Records for the exercise section start
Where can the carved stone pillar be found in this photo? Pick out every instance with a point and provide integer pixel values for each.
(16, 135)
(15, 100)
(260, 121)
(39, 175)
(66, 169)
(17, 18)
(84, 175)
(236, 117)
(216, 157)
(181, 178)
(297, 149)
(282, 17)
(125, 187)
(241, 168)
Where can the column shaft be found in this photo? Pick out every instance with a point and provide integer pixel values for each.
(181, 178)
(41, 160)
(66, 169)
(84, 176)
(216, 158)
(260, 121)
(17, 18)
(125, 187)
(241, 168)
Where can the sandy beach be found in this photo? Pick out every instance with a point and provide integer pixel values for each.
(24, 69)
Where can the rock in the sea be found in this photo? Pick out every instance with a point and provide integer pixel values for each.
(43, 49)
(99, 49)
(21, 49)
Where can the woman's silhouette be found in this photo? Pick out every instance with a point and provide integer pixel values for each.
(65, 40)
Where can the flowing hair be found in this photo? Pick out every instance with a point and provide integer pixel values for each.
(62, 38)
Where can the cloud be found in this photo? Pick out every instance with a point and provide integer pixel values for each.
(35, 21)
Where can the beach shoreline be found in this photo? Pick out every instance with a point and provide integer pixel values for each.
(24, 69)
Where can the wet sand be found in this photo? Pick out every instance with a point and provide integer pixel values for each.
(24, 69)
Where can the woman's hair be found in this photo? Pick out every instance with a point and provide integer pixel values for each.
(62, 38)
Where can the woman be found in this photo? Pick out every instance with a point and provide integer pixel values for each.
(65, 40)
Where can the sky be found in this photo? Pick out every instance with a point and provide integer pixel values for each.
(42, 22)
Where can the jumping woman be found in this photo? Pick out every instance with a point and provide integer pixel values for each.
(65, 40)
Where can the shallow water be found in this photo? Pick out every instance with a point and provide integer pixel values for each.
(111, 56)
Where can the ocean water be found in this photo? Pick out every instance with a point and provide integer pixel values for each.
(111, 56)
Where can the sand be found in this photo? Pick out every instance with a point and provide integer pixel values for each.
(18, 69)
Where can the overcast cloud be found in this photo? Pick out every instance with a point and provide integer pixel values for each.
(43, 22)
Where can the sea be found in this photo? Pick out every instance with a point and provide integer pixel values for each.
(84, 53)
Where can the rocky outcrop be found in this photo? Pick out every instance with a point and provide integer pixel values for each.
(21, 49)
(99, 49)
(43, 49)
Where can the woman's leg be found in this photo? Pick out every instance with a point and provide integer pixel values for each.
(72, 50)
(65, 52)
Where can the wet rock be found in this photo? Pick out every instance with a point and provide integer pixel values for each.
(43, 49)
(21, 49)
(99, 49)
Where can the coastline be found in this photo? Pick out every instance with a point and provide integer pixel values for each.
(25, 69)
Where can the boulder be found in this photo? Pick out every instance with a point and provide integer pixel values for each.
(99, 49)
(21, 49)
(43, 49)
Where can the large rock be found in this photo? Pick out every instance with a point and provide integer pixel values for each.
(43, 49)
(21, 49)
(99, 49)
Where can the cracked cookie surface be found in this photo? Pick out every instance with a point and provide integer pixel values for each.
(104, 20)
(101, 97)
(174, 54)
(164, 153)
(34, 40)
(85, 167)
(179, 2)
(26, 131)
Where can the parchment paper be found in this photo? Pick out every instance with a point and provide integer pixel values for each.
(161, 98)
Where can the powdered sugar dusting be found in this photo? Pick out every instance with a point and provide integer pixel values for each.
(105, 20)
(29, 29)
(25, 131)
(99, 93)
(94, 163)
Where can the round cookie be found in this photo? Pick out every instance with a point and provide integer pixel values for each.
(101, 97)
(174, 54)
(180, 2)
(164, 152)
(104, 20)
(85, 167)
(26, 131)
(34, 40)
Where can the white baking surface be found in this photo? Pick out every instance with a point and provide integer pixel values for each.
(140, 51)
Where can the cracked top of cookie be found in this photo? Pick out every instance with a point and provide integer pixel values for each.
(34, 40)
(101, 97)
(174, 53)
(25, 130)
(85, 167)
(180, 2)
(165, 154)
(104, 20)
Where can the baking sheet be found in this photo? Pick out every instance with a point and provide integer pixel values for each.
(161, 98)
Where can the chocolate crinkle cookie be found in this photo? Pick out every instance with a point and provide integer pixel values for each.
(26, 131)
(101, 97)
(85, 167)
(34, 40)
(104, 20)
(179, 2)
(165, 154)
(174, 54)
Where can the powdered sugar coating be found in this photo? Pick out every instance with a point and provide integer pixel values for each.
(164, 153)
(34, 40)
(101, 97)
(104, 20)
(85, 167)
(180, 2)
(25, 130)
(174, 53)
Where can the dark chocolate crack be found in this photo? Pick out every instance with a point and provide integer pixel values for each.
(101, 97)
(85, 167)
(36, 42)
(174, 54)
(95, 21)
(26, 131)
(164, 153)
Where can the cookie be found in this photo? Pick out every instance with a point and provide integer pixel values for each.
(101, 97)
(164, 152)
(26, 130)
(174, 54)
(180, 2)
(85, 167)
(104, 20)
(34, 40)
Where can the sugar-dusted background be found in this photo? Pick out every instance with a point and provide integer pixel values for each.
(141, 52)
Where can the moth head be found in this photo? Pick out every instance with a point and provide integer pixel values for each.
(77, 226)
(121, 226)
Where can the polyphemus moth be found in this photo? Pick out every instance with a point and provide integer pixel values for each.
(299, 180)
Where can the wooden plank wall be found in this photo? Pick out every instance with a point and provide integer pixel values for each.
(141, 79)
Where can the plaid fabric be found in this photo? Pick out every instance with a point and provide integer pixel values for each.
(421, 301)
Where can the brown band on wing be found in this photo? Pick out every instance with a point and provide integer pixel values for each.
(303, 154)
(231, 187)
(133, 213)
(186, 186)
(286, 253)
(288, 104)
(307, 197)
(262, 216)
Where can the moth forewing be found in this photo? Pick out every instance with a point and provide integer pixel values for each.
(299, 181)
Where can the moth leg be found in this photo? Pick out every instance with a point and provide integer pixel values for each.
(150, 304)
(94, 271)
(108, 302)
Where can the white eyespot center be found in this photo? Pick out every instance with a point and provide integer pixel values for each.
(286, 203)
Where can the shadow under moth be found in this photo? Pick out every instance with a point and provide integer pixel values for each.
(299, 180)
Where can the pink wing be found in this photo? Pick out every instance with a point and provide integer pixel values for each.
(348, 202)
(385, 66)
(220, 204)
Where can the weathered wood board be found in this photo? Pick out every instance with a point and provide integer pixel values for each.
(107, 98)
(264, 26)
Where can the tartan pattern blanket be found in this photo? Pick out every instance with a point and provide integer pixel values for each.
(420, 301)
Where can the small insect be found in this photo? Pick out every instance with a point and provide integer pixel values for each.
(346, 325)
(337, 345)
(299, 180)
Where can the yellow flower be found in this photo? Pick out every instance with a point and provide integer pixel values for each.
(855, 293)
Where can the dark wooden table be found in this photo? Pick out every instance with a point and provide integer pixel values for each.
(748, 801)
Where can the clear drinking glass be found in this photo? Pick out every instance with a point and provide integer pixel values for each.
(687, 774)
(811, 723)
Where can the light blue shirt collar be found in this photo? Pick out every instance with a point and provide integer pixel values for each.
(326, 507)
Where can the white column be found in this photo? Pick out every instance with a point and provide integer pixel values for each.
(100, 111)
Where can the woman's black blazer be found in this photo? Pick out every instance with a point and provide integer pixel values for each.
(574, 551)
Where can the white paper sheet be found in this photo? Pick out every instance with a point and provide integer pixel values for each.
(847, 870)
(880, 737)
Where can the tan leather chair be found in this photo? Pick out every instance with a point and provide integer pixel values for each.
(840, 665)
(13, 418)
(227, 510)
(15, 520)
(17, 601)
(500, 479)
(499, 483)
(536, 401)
Records for the exercise section end
*Task item:* Would you please copy the lines above, from the one holding "Where can the white paper" through the last, and nothing else?

*Output of the task:*
Where can the white paper sheet be found in this photo? Pick out every instance with a point and provide integer pixel values for each.
(847, 870)
(880, 737)
Where can the tan leather chair be found in this photo? Pick out every instance with a point and provide integer pixel values for each.
(840, 665)
(13, 418)
(227, 510)
(15, 520)
(17, 601)
(500, 479)
(499, 483)
(536, 401)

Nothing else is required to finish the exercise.